* **EXERCISE**
Check the listing below for lines with the word "reeds" and say how many there are, with nothing but the number.
________________________________________
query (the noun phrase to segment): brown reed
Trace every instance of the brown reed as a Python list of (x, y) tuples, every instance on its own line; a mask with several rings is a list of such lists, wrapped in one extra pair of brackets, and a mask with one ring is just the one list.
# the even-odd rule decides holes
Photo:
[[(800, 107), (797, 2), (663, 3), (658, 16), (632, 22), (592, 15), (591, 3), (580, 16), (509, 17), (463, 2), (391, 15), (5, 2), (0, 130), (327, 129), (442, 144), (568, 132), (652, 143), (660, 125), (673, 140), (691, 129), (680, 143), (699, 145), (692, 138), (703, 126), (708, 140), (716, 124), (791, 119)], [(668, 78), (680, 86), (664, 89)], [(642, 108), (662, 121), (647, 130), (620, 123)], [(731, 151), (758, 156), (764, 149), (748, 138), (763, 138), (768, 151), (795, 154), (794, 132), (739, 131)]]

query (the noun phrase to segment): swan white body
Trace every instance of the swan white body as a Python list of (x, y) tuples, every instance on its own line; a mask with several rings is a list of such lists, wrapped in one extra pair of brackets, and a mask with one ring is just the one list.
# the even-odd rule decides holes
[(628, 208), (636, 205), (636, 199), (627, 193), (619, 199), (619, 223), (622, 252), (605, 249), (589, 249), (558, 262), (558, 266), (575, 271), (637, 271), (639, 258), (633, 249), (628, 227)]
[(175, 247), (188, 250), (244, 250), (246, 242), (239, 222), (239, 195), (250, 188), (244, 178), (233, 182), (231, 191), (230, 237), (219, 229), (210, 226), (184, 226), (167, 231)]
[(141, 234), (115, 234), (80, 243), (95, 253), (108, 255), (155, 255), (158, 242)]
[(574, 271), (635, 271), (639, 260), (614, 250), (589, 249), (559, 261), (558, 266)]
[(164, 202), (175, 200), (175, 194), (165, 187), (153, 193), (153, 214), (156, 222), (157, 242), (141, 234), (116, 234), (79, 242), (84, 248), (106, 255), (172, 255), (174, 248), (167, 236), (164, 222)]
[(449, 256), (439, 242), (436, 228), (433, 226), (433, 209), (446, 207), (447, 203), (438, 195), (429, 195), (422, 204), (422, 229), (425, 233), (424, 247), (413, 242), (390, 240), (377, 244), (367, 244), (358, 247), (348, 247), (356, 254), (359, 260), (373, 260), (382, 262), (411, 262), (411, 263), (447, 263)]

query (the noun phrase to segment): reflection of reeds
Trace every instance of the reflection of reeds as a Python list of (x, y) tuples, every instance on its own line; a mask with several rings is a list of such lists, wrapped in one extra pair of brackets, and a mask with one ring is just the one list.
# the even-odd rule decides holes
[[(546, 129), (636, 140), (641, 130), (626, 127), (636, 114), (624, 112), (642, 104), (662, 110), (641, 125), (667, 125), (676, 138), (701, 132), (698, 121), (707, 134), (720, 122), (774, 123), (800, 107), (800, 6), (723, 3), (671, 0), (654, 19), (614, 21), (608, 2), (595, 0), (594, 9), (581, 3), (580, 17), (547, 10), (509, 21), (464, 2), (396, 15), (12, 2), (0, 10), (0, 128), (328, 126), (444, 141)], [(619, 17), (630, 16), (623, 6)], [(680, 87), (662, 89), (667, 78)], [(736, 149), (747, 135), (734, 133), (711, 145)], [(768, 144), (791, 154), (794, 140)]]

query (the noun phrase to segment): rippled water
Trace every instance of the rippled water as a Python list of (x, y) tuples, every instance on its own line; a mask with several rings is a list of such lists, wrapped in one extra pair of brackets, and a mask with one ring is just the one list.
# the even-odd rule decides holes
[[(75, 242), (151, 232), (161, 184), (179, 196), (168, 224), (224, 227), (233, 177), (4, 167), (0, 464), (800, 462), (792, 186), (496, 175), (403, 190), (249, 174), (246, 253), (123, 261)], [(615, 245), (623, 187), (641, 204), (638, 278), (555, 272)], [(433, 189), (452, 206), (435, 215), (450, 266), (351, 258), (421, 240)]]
________________________________________
* **EXERCISE RESPONSE**
2